▶ _DIRECTIVE_: Write out the passage of the Class C airspace article word for word, from "Class C is a" to "and equipment requirements.".

▶ _DOCUMENT PASSAGE_:

===

= List of Class C airports in the United States =

Class C is a class of airspace in the United States which follows International Civil Aviation Organization (ICAO) air space designation. Class C airspace areas are designed to improve aviation safety by reducing the risk of mid-air collisions in the terminal area and enhance the management of air traffic operations therein. Aircraft operating in these airspace areas are subject to certain operating rules and equipment requirements.

Class C airspace protects the approach and departure paths from aircraft not under air traffic control. All aircraft inside Class C airspace are subject to air traffic control. Traffic operating under VFR must be in communication with a controller before entering the airspace. The airspace is similar to Class B's "upside-down wedding cake", but much smaller and simpler. The innermost ring with a radius of 5 nmi typically extends from the surface area around the airport to 4000 ft AGL (above ground level; charted in MSL), and an outer ring, with a radius of 10 nmi that typically surrounds the inner ring and extends from a floor at 1200 ft AGL, (also charted in MSL), to the ceiling at 4000 ft AGL, (again charted in MSL). These dimensions are sometimes highly customized when deemed necessary to accommodate IFR traffic patterns and other surrounding airspace design issues such as the overlapping or close proximities to other classes of airspace.

===

▶ _DATASET ENTRIES_:

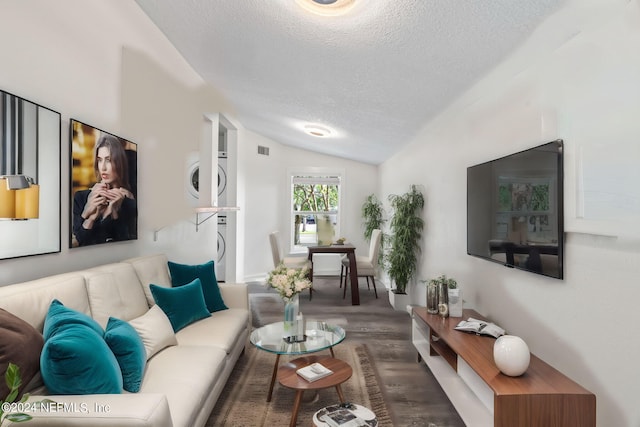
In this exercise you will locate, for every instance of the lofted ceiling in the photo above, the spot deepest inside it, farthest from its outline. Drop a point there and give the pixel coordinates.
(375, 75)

===

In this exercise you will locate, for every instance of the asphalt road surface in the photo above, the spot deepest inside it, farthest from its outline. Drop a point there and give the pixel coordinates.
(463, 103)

===

▶ _SOLUTION FOR THIS TASK_:
Class C is a class of airspace in the United States which follows International Civil Aviation Organization (ICAO) air space designation. Class C airspace areas are designed to improve aviation safety by reducing the risk of mid-air collisions in the terminal area and enhance the management of air traffic operations therein. Aircraft operating in these airspace areas are subject to certain operating rules and equipment requirements.